Pull out the rows word for word, starting with the first line and going on through the line with "pixel 330 267". Give only those lines.

[START]

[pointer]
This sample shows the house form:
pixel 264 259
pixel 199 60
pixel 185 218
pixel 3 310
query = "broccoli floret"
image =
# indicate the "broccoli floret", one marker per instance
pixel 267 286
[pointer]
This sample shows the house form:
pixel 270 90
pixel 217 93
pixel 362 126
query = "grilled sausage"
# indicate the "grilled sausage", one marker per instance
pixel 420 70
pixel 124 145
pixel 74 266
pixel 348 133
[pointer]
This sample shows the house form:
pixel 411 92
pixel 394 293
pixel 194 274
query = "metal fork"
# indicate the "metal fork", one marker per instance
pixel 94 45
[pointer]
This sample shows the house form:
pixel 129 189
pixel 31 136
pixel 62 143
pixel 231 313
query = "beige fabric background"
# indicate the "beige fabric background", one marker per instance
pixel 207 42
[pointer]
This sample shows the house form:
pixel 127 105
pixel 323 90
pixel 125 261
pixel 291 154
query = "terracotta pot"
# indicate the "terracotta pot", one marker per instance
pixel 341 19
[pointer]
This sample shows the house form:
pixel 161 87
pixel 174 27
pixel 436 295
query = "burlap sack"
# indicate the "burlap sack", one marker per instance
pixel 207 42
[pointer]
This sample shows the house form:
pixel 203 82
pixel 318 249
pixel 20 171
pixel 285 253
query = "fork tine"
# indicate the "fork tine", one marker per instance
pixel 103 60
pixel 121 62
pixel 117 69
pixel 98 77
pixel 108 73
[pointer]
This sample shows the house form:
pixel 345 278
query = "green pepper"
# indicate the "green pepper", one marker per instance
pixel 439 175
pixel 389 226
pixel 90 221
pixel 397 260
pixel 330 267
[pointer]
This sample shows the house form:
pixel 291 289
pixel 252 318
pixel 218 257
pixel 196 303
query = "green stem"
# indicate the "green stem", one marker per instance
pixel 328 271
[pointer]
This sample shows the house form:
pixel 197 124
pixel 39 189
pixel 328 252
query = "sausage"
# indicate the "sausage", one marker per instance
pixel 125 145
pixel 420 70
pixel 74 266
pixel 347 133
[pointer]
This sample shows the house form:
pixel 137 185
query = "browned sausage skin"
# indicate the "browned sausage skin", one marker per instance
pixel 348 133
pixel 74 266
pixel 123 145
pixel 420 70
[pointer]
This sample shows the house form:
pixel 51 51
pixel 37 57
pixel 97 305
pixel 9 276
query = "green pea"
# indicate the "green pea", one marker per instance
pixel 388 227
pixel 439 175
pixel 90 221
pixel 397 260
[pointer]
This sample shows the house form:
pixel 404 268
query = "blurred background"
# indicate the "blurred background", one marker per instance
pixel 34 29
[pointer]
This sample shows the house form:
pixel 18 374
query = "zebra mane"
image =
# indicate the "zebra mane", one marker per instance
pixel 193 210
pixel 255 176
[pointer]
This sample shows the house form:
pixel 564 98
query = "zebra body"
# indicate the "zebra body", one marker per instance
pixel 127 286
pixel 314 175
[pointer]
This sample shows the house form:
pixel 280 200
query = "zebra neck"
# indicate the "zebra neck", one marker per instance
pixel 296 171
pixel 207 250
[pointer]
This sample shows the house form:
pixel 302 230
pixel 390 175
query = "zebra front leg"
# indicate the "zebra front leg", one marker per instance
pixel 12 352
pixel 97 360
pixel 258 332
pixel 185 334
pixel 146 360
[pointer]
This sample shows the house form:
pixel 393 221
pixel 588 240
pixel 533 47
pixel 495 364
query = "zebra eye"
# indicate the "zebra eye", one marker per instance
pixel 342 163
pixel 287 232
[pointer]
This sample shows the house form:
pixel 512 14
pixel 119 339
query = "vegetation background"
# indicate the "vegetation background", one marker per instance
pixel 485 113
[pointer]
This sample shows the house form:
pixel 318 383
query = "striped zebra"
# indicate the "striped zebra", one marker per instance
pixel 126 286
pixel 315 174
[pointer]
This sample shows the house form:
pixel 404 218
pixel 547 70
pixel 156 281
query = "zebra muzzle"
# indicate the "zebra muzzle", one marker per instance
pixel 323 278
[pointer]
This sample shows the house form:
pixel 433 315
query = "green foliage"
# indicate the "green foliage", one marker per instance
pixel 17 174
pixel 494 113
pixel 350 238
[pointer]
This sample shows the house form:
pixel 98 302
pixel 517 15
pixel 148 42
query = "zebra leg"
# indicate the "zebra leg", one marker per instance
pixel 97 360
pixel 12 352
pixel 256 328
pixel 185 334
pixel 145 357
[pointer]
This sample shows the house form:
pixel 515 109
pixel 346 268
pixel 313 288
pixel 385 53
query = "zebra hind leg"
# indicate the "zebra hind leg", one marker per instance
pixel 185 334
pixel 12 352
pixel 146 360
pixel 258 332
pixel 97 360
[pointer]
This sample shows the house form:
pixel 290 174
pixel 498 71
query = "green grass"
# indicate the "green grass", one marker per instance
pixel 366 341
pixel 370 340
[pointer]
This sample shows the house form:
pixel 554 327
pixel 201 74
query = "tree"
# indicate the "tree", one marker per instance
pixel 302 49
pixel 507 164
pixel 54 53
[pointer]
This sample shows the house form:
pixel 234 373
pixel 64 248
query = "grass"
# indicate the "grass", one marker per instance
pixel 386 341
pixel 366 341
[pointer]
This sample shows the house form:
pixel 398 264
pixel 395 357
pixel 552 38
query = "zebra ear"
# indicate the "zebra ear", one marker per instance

[END]

## Full solution
[pointer]
This sample shows the house form:
pixel 264 259
pixel 199 60
pixel 185 218
pixel 3 310
query = "broccoli floret"
image =
# indicate the "broccoli floret", one marker per instance
pixel 267 286
[pointer]
This sample shows the house form:
pixel 270 90
pixel 217 93
pixel 362 126
query = "grilled sausage"
# indicate the "grilled sausage", one marker per instance
pixel 420 70
pixel 124 145
pixel 74 266
pixel 348 133
[pointer]
This sample shows the house form:
pixel 411 92
pixel 394 293
pixel 194 274
query = "metal fork"
# indicate the "metal fork", one marker per instance
pixel 94 45
[pointer]
This sample shows the house form:
pixel 129 189
pixel 31 136
pixel 62 143
pixel 231 313
query = "beige fabric background"
# indicate the "beige fabric background", one marker per instance
pixel 207 42
[pointer]
This sample shows the house form:
pixel 127 105
pixel 323 90
pixel 125 261
pixel 291 154
query = "terracotta pot"
# indicate the "terracotta pot", one marker per instance
pixel 341 19
[pointer]
This sample shows the house form:
pixel 161 87
pixel 174 27
pixel 436 295
query = "burlap sack"
# indicate the "burlap sack", one marker per instance
pixel 207 42
[pointer]
This sample shows the house form:
pixel 203 82
pixel 318 249
pixel 20 171
pixel 285 253
query = "fork tine"
# indicate the "fork tine", one marker per instance
pixel 103 60
pixel 121 62
pixel 117 69
pixel 98 77
pixel 108 73
[pointer]
This sample shows the house form:
pixel 345 278
query = "green pepper"
# indicate the "green pepper", one marker per instance
pixel 439 175
pixel 389 226
pixel 90 221
pixel 397 260
pixel 330 267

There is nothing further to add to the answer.